TASK PROMPT ▸
Write out every one of the records below word for word, without changing a single character.

EXTRACTED INFORMATION ▸
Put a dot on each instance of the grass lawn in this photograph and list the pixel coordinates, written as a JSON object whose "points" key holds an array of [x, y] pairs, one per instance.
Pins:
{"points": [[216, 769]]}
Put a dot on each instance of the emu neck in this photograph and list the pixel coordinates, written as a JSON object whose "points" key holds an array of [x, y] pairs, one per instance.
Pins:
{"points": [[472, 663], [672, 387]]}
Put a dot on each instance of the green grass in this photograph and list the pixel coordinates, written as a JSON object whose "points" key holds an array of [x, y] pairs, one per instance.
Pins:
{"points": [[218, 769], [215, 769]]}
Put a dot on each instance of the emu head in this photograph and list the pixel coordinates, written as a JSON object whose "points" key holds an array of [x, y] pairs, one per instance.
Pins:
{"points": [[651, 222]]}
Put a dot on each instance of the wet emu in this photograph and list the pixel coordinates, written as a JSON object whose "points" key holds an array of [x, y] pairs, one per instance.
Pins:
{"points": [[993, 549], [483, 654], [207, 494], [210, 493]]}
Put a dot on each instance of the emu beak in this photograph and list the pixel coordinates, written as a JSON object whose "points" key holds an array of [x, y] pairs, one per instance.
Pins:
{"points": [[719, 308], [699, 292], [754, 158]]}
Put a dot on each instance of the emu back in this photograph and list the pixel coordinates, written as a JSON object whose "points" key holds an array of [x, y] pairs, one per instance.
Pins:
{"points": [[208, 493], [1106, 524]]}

FINISHED EXERCISE ▸
Put a dot on each instance of the grass lawn in this photograph and list the pixel coordinates, written as a JSON object whose "points" key holds an array of [x, y] pairs, one per instance.
Pins:
{"points": [[216, 769]]}
Put a dot on each instance of the emu neck in this photograph and list the pixel coordinates, written as a JSON object whose "points" key holds an array of [x, y] pairs, one per instance.
Pins:
{"points": [[472, 663], [672, 387]]}
Put a dot on each instance of the green grass in this photograph and list the pixel coordinates, written as a JSON object whose "points" key holds an array of [x, y] pairs, one per instance.
Pins:
{"points": [[218, 769], [215, 769]]}
Put a dot on each instance of the emu head in this photograph and list the pixel coordinates, written as a JSON object whose "points" key holds an array of [x, y] pairs, one per instance.
Pins:
{"points": [[651, 222]]}
Put a dot on each instance of the wet emu in this photograph and list the pixel coordinates, written as a JSON object whose "points" key holds an array of [x, y] pairs, one per instance.
Pins:
{"points": [[993, 549], [483, 654], [207, 494], [210, 493]]}
Put a dot on each instance of the emu beak in this photograph and list the pixel coordinates, written as a JSON object whose "points" key holds an array of [x, y] pairs, one per instance.
Pins:
{"points": [[719, 308], [699, 292], [754, 158]]}
Put a dot on each instance of the emu back in this photograph and list the pixel coordinates, written as a JSON object whose "points" key holds an array of [x, y] pairs, one per instance.
Pins:
{"points": [[208, 493], [1106, 524]]}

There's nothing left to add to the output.